_Prompt:_ Once the line with "Target: stone wall" has been located in the records below, set down that line and all subsequent lines exactly, omitting the pictures.
** Input data follows **
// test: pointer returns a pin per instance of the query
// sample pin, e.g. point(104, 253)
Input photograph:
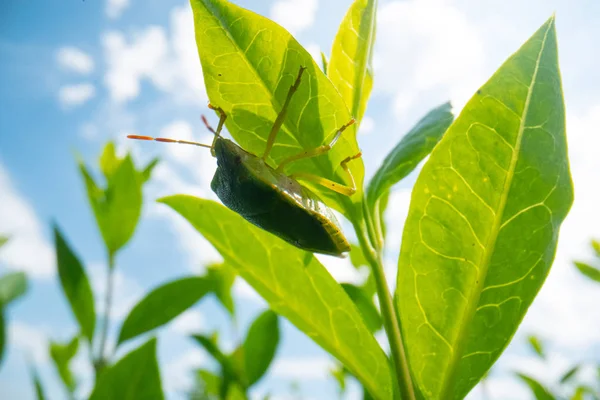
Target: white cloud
point(74, 59)
point(189, 322)
point(178, 373)
point(170, 64)
point(302, 368)
point(31, 340)
point(27, 250)
point(114, 8)
point(444, 48)
point(76, 95)
point(294, 15)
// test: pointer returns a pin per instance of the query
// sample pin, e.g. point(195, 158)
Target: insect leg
point(281, 116)
point(346, 190)
point(316, 151)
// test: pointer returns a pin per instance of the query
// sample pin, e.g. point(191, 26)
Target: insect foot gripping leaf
point(483, 223)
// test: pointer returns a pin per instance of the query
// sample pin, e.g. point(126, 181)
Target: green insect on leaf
point(483, 224)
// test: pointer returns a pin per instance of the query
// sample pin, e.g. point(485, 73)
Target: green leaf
point(75, 285)
point(260, 345)
point(365, 306)
point(483, 223)
point(536, 345)
point(569, 374)
point(249, 63)
point(588, 270)
point(117, 208)
point(37, 383)
point(350, 67)
point(12, 286)
point(163, 304)
point(539, 391)
point(596, 247)
point(62, 354)
point(147, 170)
point(409, 152)
point(135, 376)
point(222, 277)
point(295, 285)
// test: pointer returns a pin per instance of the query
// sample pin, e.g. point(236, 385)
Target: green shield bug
point(270, 199)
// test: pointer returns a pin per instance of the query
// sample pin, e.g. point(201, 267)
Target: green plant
point(484, 217)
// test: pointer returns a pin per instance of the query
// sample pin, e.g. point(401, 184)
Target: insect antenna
point(168, 140)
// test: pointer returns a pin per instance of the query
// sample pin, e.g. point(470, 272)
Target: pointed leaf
point(249, 64)
point(135, 376)
point(62, 354)
point(410, 151)
point(117, 209)
point(483, 223)
point(365, 307)
point(536, 345)
point(12, 286)
point(295, 285)
point(588, 270)
point(162, 305)
point(75, 285)
point(350, 67)
point(260, 345)
point(539, 391)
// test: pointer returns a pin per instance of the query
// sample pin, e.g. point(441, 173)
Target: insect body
point(269, 198)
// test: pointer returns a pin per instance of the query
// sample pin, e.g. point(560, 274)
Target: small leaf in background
point(295, 285)
point(12, 286)
point(409, 152)
point(365, 306)
point(118, 207)
point(222, 277)
point(135, 376)
point(37, 383)
point(569, 374)
point(249, 63)
point(536, 345)
point(483, 223)
point(260, 345)
point(588, 270)
point(162, 305)
point(539, 391)
point(62, 354)
point(350, 66)
point(75, 285)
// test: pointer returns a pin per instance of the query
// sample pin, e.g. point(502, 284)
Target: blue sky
point(75, 74)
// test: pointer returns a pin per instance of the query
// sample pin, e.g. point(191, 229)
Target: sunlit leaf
point(249, 63)
point(410, 151)
point(162, 305)
point(350, 67)
point(295, 285)
point(536, 345)
point(569, 374)
point(62, 354)
point(539, 391)
point(588, 270)
point(483, 223)
point(260, 345)
point(135, 376)
point(118, 207)
point(12, 286)
point(75, 285)
point(365, 306)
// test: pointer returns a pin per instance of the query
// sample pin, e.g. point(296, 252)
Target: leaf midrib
point(448, 383)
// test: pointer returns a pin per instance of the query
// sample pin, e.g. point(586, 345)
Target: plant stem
point(388, 312)
point(107, 307)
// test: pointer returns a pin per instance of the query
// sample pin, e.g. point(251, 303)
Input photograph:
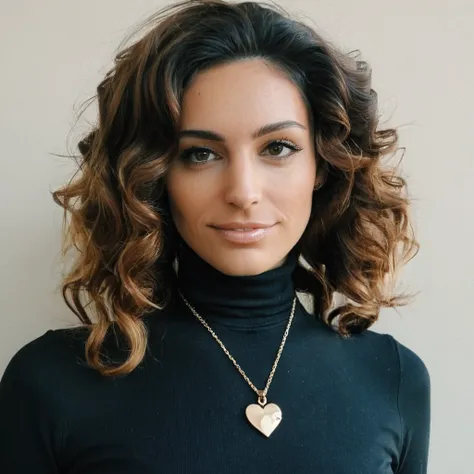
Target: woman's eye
point(197, 155)
point(275, 149)
point(278, 149)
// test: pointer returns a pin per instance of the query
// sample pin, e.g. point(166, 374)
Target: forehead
point(240, 97)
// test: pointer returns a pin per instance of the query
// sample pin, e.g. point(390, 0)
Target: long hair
point(359, 231)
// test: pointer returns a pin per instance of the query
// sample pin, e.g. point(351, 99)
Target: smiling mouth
point(244, 235)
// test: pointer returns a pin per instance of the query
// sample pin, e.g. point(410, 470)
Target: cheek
point(186, 197)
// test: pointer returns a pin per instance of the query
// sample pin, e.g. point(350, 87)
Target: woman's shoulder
point(46, 355)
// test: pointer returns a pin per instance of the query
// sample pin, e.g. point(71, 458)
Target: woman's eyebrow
point(266, 129)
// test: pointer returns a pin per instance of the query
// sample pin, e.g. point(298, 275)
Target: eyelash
point(186, 154)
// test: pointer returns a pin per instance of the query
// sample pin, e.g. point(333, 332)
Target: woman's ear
point(320, 178)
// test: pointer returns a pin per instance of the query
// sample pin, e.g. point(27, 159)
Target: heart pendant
point(265, 419)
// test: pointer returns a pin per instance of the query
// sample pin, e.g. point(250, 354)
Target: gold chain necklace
point(265, 418)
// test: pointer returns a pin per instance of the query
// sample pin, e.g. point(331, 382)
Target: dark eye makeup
point(199, 155)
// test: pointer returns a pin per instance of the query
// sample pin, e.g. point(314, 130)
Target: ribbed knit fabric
point(350, 406)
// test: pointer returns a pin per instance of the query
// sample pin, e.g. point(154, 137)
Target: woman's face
point(240, 186)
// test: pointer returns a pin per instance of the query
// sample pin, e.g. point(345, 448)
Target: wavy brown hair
point(116, 210)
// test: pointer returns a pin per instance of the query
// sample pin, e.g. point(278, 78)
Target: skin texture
point(242, 178)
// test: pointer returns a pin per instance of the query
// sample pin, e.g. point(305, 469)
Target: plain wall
point(52, 56)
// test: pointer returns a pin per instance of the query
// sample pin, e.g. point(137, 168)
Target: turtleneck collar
point(236, 301)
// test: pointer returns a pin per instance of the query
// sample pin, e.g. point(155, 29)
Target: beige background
point(52, 55)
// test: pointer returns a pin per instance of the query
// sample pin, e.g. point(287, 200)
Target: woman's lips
point(244, 235)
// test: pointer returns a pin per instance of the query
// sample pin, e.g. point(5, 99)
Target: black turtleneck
point(350, 406)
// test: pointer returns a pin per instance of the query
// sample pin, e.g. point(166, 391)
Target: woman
point(236, 160)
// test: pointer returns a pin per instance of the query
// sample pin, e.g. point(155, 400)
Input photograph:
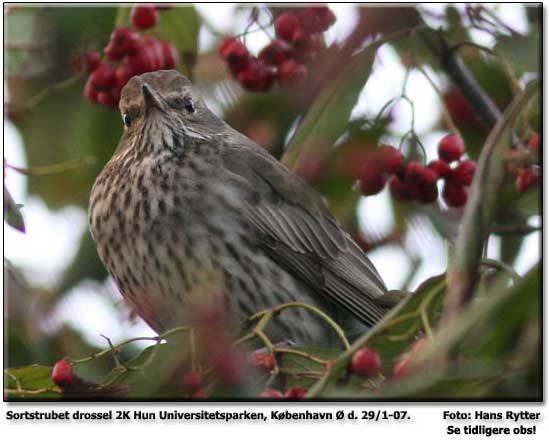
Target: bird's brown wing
point(299, 233)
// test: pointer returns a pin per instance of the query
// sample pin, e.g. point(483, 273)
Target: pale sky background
point(50, 241)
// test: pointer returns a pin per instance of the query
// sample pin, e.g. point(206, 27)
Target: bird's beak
point(151, 98)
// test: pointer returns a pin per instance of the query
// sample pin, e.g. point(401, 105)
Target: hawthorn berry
point(89, 91)
point(440, 167)
point(390, 159)
point(276, 52)
point(527, 178)
point(62, 373)
point(418, 176)
point(451, 148)
point(263, 360)
point(463, 174)
point(455, 195)
point(286, 24)
point(124, 41)
point(235, 53)
point(144, 17)
point(366, 362)
point(372, 182)
point(295, 393)
point(192, 381)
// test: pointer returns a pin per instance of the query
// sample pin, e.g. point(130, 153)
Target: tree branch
point(461, 76)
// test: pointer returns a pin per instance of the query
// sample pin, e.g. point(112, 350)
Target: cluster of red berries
point(63, 374)
point(414, 181)
point(299, 40)
point(134, 55)
point(529, 176)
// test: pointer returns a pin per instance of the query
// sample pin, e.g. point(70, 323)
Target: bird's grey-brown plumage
point(188, 205)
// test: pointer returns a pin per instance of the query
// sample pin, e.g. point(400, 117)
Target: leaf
point(297, 369)
point(392, 335)
point(483, 201)
point(489, 347)
point(12, 212)
point(522, 52)
point(328, 116)
point(180, 26)
point(33, 381)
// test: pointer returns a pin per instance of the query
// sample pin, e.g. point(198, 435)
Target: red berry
point(455, 195)
point(463, 174)
point(124, 41)
point(416, 175)
point(286, 24)
point(296, 393)
point(235, 53)
point(401, 190)
point(62, 373)
point(440, 167)
point(291, 73)
point(103, 76)
point(144, 17)
point(276, 52)
point(192, 381)
point(533, 143)
point(271, 394)
point(89, 91)
point(171, 57)
point(262, 360)
point(256, 77)
point(366, 362)
point(372, 182)
point(93, 59)
point(390, 159)
point(527, 178)
point(451, 148)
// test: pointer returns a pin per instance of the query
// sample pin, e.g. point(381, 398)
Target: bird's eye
point(127, 119)
point(189, 105)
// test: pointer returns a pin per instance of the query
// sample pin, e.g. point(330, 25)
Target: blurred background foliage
point(58, 126)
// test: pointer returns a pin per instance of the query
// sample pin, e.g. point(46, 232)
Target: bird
point(189, 208)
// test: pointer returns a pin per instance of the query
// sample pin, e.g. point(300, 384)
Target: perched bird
point(188, 206)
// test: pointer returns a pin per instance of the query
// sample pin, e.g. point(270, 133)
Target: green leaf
point(522, 52)
point(391, 336)
point(328, 116)
point(12, 212)
point(180, 26)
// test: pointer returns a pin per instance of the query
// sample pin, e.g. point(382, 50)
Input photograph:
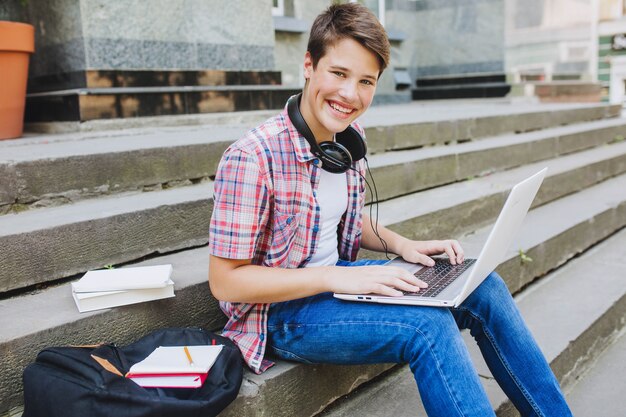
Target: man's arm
point(411, 250)
point(240, 281)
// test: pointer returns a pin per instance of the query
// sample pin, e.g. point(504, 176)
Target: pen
point(188, 355)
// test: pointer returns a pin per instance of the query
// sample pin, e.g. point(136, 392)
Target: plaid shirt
point(265, 210)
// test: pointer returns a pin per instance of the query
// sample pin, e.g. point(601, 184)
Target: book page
point(173, 360)
point(157, 276)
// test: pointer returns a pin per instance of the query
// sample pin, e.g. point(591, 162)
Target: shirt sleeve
point(240, 208)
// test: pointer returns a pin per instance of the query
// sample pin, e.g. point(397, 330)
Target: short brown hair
point(351, 20)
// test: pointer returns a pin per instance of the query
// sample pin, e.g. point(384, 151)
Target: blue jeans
point(323, 329)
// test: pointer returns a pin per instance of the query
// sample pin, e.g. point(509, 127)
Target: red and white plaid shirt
point(265, 210)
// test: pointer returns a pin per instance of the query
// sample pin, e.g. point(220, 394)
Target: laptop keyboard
point(438, 277)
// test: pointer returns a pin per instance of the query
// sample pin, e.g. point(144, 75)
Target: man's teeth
point(339, 108)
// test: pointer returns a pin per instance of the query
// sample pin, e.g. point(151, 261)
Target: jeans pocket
point(288, 356)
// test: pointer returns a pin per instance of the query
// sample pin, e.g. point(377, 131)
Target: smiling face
point(339, 89)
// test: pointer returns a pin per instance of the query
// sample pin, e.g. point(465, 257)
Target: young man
point(285, 234)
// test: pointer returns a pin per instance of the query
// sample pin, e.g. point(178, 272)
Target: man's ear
point(308, 65)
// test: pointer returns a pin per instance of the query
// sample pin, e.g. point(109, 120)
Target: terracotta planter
point(17, 42)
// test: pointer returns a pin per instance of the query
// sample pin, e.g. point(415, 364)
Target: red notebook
point(172, 367)
point(169, 380)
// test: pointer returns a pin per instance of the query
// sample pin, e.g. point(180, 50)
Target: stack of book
point(175, 366)
point(108, 288)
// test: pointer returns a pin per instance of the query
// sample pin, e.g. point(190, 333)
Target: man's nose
point(348, 90)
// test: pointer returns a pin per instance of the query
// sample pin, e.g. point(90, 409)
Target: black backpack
point(73, 381)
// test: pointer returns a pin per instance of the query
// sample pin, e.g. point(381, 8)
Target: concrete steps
point(27, 329)
point(57, 169)
point(585, 302)
point(603, 387)
point(123, 227)
point(144, 196)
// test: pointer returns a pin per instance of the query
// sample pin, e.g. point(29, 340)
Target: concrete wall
point(449, 37)
point(78, 35)
point(550, 39)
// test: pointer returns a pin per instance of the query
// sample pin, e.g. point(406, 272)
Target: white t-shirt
point(332, 197)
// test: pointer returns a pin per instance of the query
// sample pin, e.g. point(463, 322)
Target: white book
point(173, 360)
point(142, 277)
point(90, 301)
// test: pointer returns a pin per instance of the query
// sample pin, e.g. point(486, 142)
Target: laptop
point(449, 285)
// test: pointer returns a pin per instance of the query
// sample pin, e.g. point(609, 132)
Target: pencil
point(188, 355)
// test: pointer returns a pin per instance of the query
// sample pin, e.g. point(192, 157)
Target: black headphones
point(336, 156)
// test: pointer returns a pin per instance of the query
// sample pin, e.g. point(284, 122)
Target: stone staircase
point(80, 201)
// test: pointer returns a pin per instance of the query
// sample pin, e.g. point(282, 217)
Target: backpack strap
point(107, 365)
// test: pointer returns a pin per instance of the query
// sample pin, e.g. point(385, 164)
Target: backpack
point(73, 382)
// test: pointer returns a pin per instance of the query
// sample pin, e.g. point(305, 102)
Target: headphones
point(337, 156)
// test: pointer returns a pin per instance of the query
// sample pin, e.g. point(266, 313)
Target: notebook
point(109, 288)
point(172, 360)
point(473, 271)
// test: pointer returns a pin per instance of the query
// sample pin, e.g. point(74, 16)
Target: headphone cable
point(374, 192)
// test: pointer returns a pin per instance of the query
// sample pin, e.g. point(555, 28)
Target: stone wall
point(448, 37)
point(79, 35)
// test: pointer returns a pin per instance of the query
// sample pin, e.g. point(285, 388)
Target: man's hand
point(420, 251)
point(372, 279)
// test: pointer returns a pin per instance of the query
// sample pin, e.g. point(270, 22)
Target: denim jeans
point(323, 329)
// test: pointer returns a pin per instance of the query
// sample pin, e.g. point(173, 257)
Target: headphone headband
point(336, 156)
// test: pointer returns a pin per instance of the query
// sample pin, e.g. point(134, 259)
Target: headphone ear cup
point(352, 140)
point(336, 159)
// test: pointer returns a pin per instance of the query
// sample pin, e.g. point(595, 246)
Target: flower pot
point(17, 42)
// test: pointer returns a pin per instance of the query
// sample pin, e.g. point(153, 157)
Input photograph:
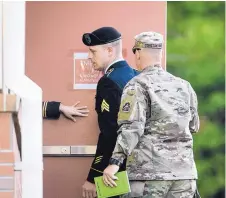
** End of Input data **
_Answer to this exercise:_
Target: stone wall
point(448, 37)
point(79, 35)
// test: pointer returns a pin per instance of the query
// sample pin, e.g. point(285, 388)
Target: man's hand
point(420, 251)
point(372, 279)
// test: pointer returns a pin per instance of the query
// sample pin, e.g. point(270, 22)
Target: denim jeans
point(323, 329)
// test: pointer returns a pin per instance of the query
// sample pin, e.g. point(173, 257)
Target: headphone headband
point(336, 156)
// test: pointer returns a pin per instance of the query
// sample pin, e.g. point(134, 259)
Target: headphone ear cup
point(352, 140)
point(336, 159)
// test: pointer returns a pin per instance of the query
// sample pin, e.g. point(595, 246)
Target: flower pot
point(17, 42)
// test: pointer returns a pin per instance of the query
// sample pin, e.g. point(153, 157)
Input photograph:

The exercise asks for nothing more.